**Text block**
In most markets people do what is profitable. How can giving high grades be profitable. I am not sure. Clearly they mean fewer students complaining about grades. They could also help in the course evaluation area and in the enrollment area. You might even recruit some students to your political philosophy or convince them that you are deserving of their adoration. Put it this way. If the there is a profit in grading, would you want to be a high grader or a low one?
 

Cheer up. There is good news. Two types of good news, in fact. First, it could get worse so we are actually in a better place than we may be going.  Soon we will compete for students on the basis if the grades we give. Second, in the last year there were only two violators of the 3.6 limit. There is also bad news. One of the habitual offenders knows no limit to what he or she deserves and there is little sign that this or any other administration has uttered the word "no" to him or her.
I can use graphs or equations to explain this if you need it.

Your friend, Bruce


Wednesday, November 06, 2013

The Dentist or a Faculty Meeting



Upon coming out of today's faculty meeting, a colleague said in passing that she would rather have been in the dentist's chair than in the meeting.

[Object point labels]
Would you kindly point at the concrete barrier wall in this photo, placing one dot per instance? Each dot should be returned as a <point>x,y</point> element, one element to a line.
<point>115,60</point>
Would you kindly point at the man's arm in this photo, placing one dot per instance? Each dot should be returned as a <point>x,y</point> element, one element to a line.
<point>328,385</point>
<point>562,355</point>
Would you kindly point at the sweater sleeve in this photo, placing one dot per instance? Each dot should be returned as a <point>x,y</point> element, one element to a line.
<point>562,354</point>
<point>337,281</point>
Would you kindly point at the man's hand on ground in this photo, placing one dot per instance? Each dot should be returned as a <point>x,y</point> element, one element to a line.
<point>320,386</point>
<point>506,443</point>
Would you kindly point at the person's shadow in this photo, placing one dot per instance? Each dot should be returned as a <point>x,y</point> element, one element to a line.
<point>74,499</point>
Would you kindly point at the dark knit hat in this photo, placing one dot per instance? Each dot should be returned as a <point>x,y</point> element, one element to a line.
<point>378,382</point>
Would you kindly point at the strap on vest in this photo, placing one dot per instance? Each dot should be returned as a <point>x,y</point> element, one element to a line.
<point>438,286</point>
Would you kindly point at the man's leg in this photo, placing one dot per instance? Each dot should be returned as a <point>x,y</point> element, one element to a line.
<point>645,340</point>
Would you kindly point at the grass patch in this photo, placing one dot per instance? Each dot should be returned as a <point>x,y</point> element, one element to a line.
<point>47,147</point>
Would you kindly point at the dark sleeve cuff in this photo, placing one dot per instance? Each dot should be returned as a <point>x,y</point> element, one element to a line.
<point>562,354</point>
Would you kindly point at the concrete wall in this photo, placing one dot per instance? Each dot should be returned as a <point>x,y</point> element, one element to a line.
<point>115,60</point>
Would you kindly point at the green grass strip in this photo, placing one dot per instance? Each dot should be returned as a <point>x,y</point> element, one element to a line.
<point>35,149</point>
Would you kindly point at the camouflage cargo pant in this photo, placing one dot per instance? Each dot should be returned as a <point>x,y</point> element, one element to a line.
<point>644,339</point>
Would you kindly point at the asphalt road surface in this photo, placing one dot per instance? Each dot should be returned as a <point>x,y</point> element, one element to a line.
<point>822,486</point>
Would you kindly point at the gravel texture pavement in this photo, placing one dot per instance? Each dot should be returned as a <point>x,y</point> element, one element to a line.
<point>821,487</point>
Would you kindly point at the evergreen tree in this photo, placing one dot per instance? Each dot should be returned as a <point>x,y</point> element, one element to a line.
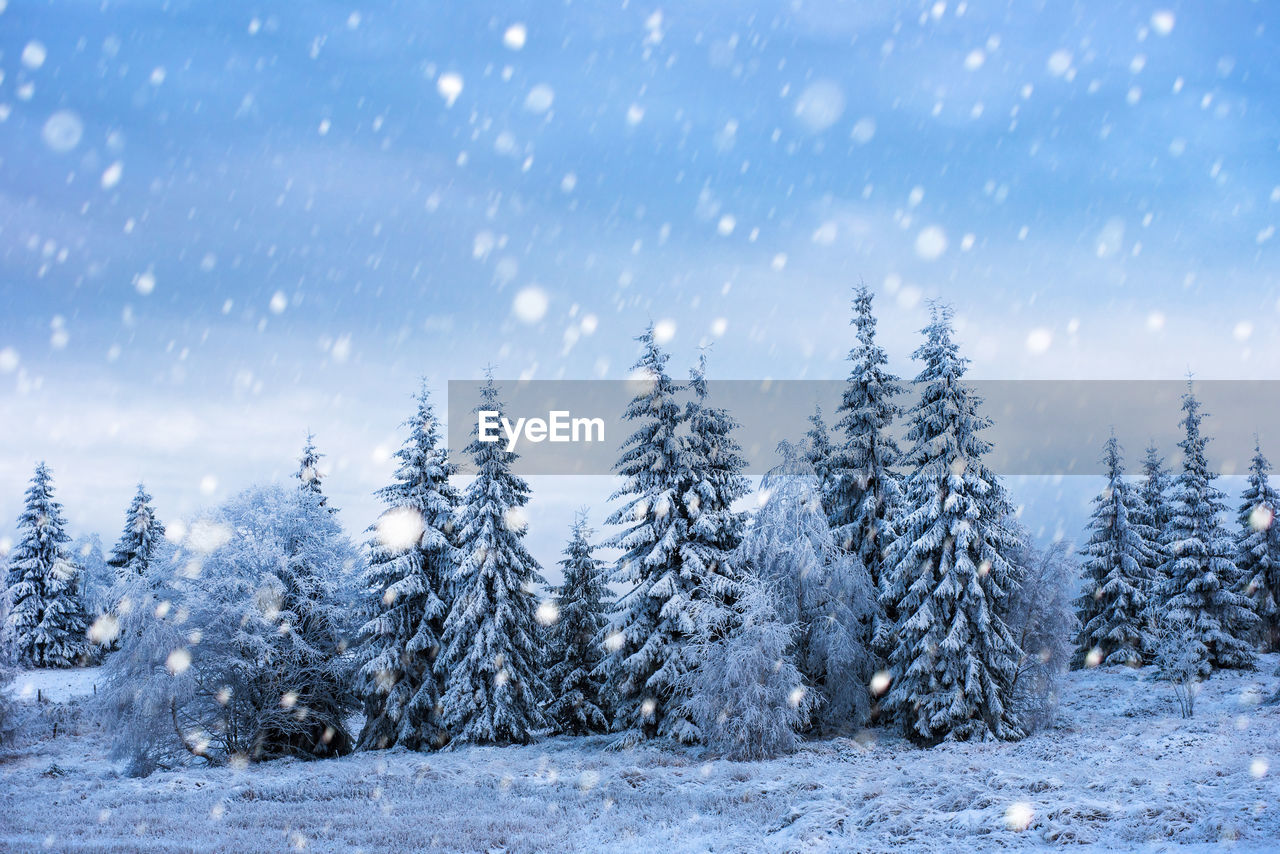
<point>818,588</point>
<point>1155,514</point>
<point>819,452</point>
<point>579,692</point>
<point>952,657</point>
<point>309,471</point>
<point>142,537</point>
<point>46,622</point>
<point>864,488</point>
<point>1257,547</point>
<point>1201,589</point>
<point>654,616</point>
<point>492,649</point>
<point>412,558</point>
<point>1114,601</point>
<point>713,482</point>
<point>746,694</point>
<point>246,658</point>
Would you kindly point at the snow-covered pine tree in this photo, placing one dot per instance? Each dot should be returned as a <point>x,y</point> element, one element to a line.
<point>952,657</point>
<point>818,587</point>
<point>579,689</point>
<point>864,488</point>
<point>1201,575</point>
<point>309,470</point>
<point>245,657</point>
<point>746,694</point>
<point>142,535</point>
<point>1155,514</point>
<point>714,480</point>
<point>412,560</point>
<point>653,617</point>
<point>46,622</point>
<point>1116,592</point>
<point>819,452</point>
<point>1257,547</point>
<point>1043,622</point>
<point>492,640</point>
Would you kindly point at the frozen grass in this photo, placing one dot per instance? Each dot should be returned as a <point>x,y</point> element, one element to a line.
<point>54,685</point>
<point>1121,771</point>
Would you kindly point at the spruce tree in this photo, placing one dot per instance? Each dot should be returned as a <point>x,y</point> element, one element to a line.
<point>579,690</point>
<point>1155,512</point>
<point>864,488</point>
<point>1257,548</point>
<point>1201,574</point>
<point>656,615</point>
<point>46,622</point>
<point>492,640</point>
<point>1115,597</point>
<point>411,563</point>
<point>817,587</point>
<point>952,657</point>
<point>746,694</point>
<point>309,471</point>
<point>140,540</point>
<point>713,482</point>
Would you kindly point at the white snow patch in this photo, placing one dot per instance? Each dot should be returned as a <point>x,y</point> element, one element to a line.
<point>931,242</point>
<point>515,37</point>
<point>530,304</point>
<point>821,105</point>
<point>449,86</point>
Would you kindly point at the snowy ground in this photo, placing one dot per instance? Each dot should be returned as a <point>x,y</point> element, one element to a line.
<point>1121,771</point>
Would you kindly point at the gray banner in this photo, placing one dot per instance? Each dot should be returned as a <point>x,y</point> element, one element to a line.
<point>1038,427</point>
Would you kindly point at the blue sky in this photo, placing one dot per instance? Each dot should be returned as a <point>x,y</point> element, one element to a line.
<point>223,224</point>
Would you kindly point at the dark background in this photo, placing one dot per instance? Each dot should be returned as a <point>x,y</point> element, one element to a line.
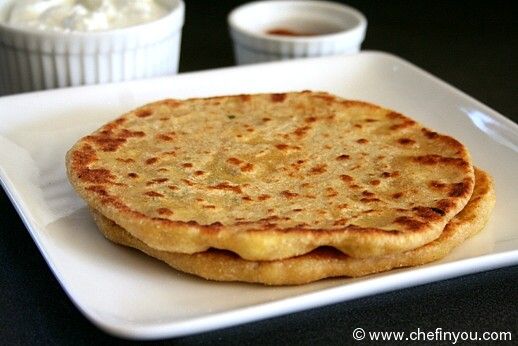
<point>471,45</point>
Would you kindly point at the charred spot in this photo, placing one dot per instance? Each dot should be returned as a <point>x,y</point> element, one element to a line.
<point>234,161</point>
<point>330,192</point>
<point>343,157</point>
<point>397,195</point>
<point>430,134</point>
<point>406,123</point>
<point>409,223</point>
<point>226,186</point>
<point>97,175</point>
<point>263,197</point>
<point>282,146</point>
<point>289,194</point>
<point>278,97</point>
<point>405,141</point>
<point>318,169</point>
<point>445,204</point>
<point>301,131</point>
<point>369,199</point>
<point>438,211</point>
<point>247,167</point>
<point>153,194</point>
<point>151,160</point>
<point>346,178</point>
<point>434,184</point>
<point>171,103</point>
<point>143,113</point>
<point>164,211</point>
<point>458,190</point>
<point>426,213</point>
<point>245,97</point>
<point>164,137</point>
<point>341,222</point>
<point>395,115</point>
<point>83,156</point>
<point>98,190</point>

**Task set**
a – Answer these questions using the blog text:
(i) What does the author say high grades clearly mean in terms of student complaints?
(ii) How many violators of the 3.6 limit were there in the last year?
(iii) Where did the colleague say she would rather have been than in the faculty meeting?
b – Condense the paragraph of the blog text that begins "Cheer up. There is good news." into a short bulleted list that keeps its main facts.
c – Extend the blog text by writing what comes after the colleague's remark about the dentist's chair.
The items were taken from a different source than the blog text.

**Written responses**
a –
(i) Fewer students complaining about grades.
(ii) Two.
(iii) In the dentist's chair.

b –
- Good news, first: things could get worse, so the current situation is better than where things may be heading. Soon there will be competition for students based on the grades given.
- Good news, second: in the last year, only two people violated the 3.6 limit.
- Bad news: one habitual offender knows no limit to what he or she deserves, and there is little sign that any administration has told this person "no."

c –
I was surprised. I do not know what it is like at other schools but at my school we have norms that people observe in order to move business along in a collegial fashion.  What could be better than working with a group of selfless and wonderful bright yet humble people in order to solve problems. When we are go into decision making mode nothing can stop us. For example,

1. There are no hidden motives. People say why they are asking a question and its relevance.
2. Once a faculty vote is taken no one puts his or had up to again voice opposition to the outcomes as in "even though you just voted 50-3 against me, I still think you are wrong." No that does not happen.
3. No one views him or herself as someone around whom the law school rotates. For example, if we are thinking about raising the grading curve no one says, "I oppose this because I need to give low grades." Instead they think of the overall impact on the students.
4. No one says, let's give higher grades whether deserved or not because of the "market."
5. No one raises his or her hand to speak unless he or she is sure she is talking about the issue before the faculty.
6. If the discussion is about a motion to amend no one puts up his or her hand to talk about a unrelated part the proposal.
7. No one asks for more data that are unrelated to the decision.
8. No one ever just raises his or her hand to say things like, "I just don't know what to think."
9. No one thinks that when you are grading on a curve the grades are still based on absolute as opposed to relative performance.
10. When an issue is carried over from one meeting to another, people who were not at the first meeting do not jump in assuming their points have not already been made or that they have something novel to say.

These rules clearly make faculty meetings preferable to the dentist chair. J








Thursday, October 24, 2013

The Actors, the Audience, and the Adversarial System : Are All Law Professors Anti Intellectual?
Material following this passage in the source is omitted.